# Brief
Start with the first line of the data and end with the line that holds "positive clicks: (2, 120) (0, 118)"; write out each one exactly.

Items from a dataset
————

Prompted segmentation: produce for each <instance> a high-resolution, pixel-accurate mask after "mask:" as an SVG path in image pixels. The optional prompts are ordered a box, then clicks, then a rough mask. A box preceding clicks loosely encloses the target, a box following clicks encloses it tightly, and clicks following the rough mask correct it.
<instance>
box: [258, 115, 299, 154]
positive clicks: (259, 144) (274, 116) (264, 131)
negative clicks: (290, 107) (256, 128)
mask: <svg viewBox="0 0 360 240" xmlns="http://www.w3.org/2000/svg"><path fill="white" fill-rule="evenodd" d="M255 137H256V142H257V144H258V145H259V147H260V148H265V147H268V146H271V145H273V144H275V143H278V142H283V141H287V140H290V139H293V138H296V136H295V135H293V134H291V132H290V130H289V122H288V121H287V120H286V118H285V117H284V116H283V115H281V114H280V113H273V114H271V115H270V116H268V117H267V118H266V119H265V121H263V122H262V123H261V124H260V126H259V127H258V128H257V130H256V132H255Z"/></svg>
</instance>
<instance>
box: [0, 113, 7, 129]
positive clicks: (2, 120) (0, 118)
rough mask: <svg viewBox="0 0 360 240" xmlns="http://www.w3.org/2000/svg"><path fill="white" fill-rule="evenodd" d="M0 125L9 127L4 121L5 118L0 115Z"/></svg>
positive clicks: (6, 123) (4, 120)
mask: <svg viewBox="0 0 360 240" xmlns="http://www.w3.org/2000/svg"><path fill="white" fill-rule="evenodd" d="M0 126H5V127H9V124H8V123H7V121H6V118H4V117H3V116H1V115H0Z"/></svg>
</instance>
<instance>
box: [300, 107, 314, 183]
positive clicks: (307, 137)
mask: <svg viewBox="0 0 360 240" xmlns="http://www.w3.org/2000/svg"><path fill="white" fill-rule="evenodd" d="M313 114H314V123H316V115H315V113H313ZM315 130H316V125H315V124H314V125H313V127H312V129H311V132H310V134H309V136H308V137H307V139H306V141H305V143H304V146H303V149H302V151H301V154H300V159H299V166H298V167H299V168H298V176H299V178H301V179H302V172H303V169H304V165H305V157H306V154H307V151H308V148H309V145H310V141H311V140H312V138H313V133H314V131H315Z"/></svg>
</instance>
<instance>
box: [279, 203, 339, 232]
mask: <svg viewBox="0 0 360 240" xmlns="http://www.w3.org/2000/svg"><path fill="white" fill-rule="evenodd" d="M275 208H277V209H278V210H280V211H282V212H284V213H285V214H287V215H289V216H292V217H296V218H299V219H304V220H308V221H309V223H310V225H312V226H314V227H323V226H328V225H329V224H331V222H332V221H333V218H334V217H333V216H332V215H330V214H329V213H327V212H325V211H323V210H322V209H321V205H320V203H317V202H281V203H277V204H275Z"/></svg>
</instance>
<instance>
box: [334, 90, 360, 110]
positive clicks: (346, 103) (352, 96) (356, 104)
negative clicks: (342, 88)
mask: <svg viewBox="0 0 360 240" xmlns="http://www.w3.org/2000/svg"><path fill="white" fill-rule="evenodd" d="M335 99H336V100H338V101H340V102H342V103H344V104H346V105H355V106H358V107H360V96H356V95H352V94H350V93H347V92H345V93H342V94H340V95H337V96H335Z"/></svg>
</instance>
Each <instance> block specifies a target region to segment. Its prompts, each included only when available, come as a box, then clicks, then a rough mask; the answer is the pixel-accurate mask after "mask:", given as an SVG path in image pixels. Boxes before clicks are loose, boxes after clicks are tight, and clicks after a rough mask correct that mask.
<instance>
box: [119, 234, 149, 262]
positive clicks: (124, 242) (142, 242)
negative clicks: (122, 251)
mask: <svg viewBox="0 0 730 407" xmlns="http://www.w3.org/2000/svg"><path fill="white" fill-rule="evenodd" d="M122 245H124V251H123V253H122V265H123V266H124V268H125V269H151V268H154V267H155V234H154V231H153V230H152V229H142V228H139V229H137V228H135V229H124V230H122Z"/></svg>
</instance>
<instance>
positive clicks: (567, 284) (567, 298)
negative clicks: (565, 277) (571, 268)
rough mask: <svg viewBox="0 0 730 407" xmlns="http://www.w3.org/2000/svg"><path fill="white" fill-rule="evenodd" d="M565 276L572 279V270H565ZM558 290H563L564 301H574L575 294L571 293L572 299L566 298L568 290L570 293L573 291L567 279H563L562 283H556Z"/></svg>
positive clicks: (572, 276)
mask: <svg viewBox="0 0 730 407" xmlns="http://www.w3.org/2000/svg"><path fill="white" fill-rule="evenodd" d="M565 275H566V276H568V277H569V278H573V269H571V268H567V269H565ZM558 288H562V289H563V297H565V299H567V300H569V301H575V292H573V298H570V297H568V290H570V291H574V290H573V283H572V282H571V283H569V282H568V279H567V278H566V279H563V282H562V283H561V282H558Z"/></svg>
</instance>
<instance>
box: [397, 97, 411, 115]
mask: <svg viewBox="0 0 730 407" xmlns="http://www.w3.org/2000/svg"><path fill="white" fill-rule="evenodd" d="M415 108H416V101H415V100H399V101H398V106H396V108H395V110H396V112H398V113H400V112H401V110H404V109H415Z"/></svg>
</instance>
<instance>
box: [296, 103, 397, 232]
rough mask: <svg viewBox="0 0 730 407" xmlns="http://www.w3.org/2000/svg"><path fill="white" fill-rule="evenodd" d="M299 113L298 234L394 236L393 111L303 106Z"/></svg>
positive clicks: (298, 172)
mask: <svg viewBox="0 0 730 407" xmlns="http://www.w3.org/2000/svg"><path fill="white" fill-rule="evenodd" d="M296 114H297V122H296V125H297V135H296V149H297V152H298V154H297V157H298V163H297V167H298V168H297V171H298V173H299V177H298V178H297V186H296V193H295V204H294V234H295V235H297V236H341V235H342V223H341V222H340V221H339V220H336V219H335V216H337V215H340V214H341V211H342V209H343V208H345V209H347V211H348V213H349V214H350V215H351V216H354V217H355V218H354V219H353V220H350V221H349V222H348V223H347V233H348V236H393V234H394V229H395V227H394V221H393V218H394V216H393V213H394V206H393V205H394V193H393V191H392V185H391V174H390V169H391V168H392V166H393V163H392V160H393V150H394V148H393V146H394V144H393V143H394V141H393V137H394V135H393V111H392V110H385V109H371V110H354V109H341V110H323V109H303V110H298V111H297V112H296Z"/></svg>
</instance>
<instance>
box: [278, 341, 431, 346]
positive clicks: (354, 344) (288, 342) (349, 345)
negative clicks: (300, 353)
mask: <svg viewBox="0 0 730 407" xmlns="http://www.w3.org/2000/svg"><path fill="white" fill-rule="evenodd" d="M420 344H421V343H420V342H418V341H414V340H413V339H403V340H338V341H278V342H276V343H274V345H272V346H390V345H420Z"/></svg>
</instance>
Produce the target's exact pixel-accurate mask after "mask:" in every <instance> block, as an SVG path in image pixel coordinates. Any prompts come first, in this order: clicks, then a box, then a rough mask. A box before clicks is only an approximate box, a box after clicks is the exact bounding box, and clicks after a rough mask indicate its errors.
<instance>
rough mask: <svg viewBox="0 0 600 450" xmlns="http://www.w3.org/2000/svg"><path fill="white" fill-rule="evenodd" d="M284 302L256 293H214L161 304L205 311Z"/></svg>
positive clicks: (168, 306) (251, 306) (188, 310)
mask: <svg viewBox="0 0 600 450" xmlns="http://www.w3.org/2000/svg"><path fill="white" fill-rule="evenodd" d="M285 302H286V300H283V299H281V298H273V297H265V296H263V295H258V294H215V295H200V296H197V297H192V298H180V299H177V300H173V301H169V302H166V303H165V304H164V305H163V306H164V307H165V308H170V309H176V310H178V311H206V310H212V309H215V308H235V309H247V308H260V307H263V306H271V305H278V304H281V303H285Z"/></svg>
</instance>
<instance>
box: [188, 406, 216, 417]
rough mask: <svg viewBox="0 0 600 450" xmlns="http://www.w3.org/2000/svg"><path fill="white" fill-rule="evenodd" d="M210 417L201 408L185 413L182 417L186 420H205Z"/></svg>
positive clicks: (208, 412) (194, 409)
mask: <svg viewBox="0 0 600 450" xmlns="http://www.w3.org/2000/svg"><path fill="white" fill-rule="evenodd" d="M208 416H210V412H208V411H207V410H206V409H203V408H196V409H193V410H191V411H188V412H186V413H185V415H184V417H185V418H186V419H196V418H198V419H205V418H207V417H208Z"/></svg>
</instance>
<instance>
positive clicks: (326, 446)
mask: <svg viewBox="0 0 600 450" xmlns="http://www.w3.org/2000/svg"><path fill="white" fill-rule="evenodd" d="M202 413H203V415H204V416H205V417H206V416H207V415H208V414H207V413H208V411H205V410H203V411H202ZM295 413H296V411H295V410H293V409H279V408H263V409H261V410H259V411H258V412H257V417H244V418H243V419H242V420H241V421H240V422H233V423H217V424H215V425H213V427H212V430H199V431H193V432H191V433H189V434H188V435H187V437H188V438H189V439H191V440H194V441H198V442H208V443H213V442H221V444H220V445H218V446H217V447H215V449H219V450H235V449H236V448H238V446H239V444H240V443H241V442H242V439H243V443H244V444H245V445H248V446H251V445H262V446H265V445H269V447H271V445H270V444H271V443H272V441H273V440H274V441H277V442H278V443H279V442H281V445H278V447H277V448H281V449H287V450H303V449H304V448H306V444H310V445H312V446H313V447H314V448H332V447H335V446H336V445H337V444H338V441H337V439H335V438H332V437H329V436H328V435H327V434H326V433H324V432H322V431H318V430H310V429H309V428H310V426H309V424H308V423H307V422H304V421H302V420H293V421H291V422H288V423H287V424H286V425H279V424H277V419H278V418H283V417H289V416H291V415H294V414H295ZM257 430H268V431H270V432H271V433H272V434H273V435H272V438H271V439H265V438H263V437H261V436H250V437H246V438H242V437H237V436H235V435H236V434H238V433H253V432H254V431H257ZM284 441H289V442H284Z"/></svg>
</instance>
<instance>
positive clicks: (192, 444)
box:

————

# Reply to the task
Prompted segmentation: produce for each <instance> a high-resolution, pixel-accurate mask after "mask:" as an SVG path in image pixels. The optional prompts are ordered a box, then clicks, then a rough mask. A box preceding clicks loosely encloses the target, a box following clicks encloses it tightly, and clicks following the rough mask correct it.
<instance>
box: [258, 115, 299, 154]
positive clicks: (259, 144) (274, 116) (264, 131)
negative clicks: (290, 107) (256, 128)
mask: <svg viewBox="0 0 360 240" xmlns="http://www.w3.org/2000/svg"><path fill="white" fill-rule="evenodd" d="M255 137H256V142H257V144H258V145H259V147H260V148H265V147H268V146H271V145H273V144H275V143H278V142H283V141H287V140H290V139H293V138H296V136H295V135H293V134H291V132H290V130H289V122H288V121H287V120H286V118H285V117H284V116H283V115H281V114H280V113H273V114H271V115H270V116H268V117H267V118H266V119H265V121H263V122H262V123H261V124H260V126H259V127H258V128H257V130H256V132H255Z"/></svg>
</instance>
<instance>
box: [0, 113, 7, 129]
positive clicks: (2, 120) (0, 118)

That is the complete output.